● **REQUIREMENT**
Copy the lines below exactly, from the line containing "like x=139, y=403." through the line containing "x=242, y=869", including both of those lines.

● **RECORD SET**
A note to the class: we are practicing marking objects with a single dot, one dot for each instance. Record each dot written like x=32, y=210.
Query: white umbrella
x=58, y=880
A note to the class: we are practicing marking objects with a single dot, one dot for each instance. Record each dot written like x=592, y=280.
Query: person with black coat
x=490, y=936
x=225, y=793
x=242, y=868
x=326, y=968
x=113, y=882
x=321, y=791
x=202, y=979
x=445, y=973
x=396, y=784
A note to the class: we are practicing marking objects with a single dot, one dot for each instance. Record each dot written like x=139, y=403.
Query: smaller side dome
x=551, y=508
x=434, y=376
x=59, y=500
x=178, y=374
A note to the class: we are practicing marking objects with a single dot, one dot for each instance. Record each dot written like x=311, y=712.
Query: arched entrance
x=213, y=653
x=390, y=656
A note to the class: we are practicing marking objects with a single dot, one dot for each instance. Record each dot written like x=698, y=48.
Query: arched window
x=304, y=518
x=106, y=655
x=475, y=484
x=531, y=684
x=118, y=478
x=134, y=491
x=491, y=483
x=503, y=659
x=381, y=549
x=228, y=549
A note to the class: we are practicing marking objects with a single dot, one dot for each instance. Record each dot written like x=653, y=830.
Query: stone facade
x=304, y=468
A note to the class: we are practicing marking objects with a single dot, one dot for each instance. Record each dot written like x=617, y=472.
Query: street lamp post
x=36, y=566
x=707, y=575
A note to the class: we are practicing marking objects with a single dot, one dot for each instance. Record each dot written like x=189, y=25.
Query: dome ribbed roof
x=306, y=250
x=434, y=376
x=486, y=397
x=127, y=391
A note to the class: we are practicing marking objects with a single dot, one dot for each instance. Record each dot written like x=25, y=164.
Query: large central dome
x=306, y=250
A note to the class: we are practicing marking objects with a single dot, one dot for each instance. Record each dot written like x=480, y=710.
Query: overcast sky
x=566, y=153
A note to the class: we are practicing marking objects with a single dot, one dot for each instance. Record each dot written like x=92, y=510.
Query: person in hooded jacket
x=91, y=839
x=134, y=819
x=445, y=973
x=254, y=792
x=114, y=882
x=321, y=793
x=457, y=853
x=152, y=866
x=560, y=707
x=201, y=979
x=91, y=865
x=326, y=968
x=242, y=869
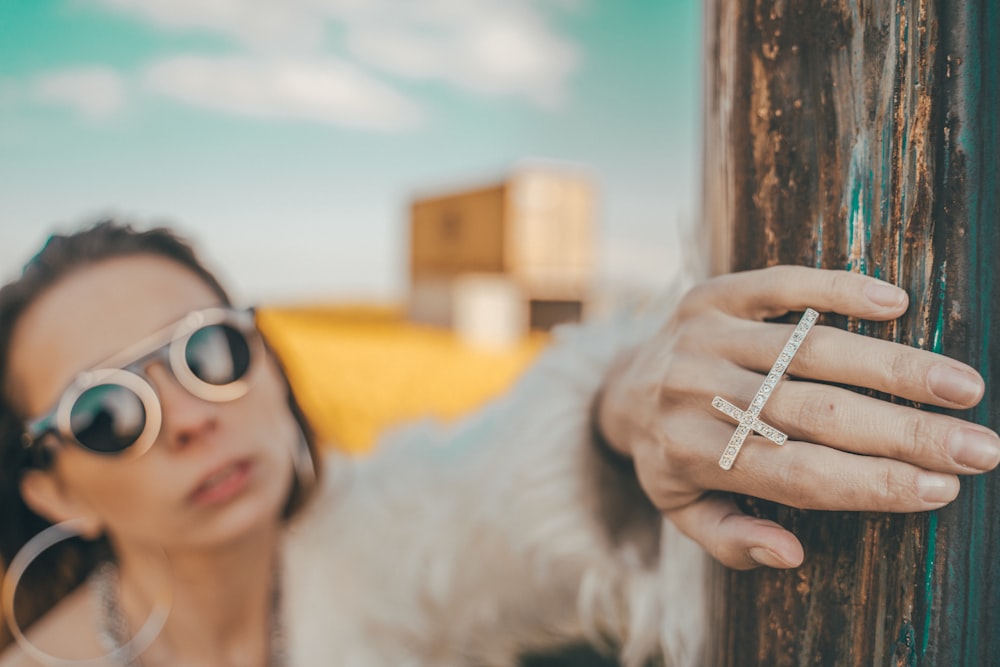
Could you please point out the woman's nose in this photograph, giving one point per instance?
(186, 418)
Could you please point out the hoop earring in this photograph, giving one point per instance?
(124, 654)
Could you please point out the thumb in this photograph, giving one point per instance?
(735, 539)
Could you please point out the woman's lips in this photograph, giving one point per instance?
(223, 484)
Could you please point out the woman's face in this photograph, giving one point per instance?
(217, 471)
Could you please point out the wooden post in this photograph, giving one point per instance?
(865, 135)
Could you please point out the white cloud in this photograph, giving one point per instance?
(492, 47)
(319, 89)
(97, 92)
(258, 23)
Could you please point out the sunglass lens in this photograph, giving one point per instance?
(218, 354)
(108, 418)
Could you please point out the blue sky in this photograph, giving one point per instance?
(287, 137)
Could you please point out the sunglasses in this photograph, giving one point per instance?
(113, 409)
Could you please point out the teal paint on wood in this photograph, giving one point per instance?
(866, 135)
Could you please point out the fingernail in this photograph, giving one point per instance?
(885, 295)
(935, 488)
(955, 385)
(974, 449)
(768, 558)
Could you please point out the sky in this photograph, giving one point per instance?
(288, 137)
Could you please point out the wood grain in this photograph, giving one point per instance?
(864, 136)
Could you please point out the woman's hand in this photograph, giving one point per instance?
(845, 451)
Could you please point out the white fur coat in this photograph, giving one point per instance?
(476, 543)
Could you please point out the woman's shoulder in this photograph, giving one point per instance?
(69, 630)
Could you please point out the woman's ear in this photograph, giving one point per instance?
(45, 494)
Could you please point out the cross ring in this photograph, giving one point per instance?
(749, 419)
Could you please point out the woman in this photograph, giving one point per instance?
(535, 523)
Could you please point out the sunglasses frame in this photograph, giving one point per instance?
(127, 368)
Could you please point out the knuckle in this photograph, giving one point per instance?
(814, 414)
(900, 366)
(839, 284)
(792, 476)
(808, 358)
(919, 435)
(889, 489)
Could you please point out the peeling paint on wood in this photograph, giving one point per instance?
(865, 135)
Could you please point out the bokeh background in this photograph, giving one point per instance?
(288, 139)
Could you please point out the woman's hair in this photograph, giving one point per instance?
(64, 566)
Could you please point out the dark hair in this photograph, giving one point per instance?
(64, 566)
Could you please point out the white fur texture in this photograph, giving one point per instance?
(473, 544)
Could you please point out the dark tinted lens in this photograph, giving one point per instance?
(107, 418)
(218, 354)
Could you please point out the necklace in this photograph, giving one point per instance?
(114, 633)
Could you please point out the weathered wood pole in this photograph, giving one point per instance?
(866, 135)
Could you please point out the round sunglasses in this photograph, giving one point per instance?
(113, 408)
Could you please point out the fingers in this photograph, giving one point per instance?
(811, 476)
(849, 421)
(736, 540)
(832, 355)
(771, 292)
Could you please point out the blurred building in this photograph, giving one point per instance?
(494, 261)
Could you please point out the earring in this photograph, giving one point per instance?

● **CORRECT OUTPUT**
A note to the class: we are practicing marking objects with a single dot, one dot for each instance. Record each dot written like x=139, y=403.
Query: smaller side dome
x=551, y=508
x=434, y=376
x=59, y=500
x=178, y=374
A note to the class: we are practicing marking objects with a single dot, one dot for each instance. Record each dot written like x=311, y=712.
Query: arched entrance
x=213, y=653
x=390, y=656
A note to the class: we are practicing marking objects with a single dot, one dot for each instance. Record each dot written like x=698, y=48.
Query: arched window
x=304, y=518
x=106, y=655
x=475, y=484
x=531, y=684
x=118, y=478
x=134, y=491
x=491, y=483
x=503, y=659
x=381, y=549
x=228, y=549
A note to the class: we are practicing marking objects with a single dot, one dot for each instance. Record each dot written like x=653, y=830.
Query: stone facade
x=304, y=468
A note to the class: we are practicing marking objects with a single dot, one dot for each instance. Record each dot written like x=617, y=472.
Query: street lamp post
x=36, y=566
x=707, y=575
A note to the class: we are practicing marking objects with a single dot, one dot for each instance. Record each dot written like x=189, y=25.
Query: dome ribbed roof
x=306, y=250
x=434, y=376
x=486, y=397
x=127, y=391
A note to the class: we are practicing marking objects with a single dot, one dot for each instance. Record each dot written like x=25, y=164.
Query: large central dome
x=306, y=250
A note to the class: we are practicing marking objects with a single dot, one dot for each instance. Record each dot written like x=480, y=710.
Query: overcast sky
x=566, y=153
A note to the class: we are practicing marking objects with a single dot, one dot for each instance. Record each dot written like x=92, y=510.
Query: person in hooded jacket
x=91, y=839
x=134, y=819
x=445, y=973
x=254, y=792
x=114, y=882
x=321, y=793
x=457, y=853
x=152, y=866
x=560, y=707
x=201, y=979
x=91, y=865
x=326, y=968
x=242, y=869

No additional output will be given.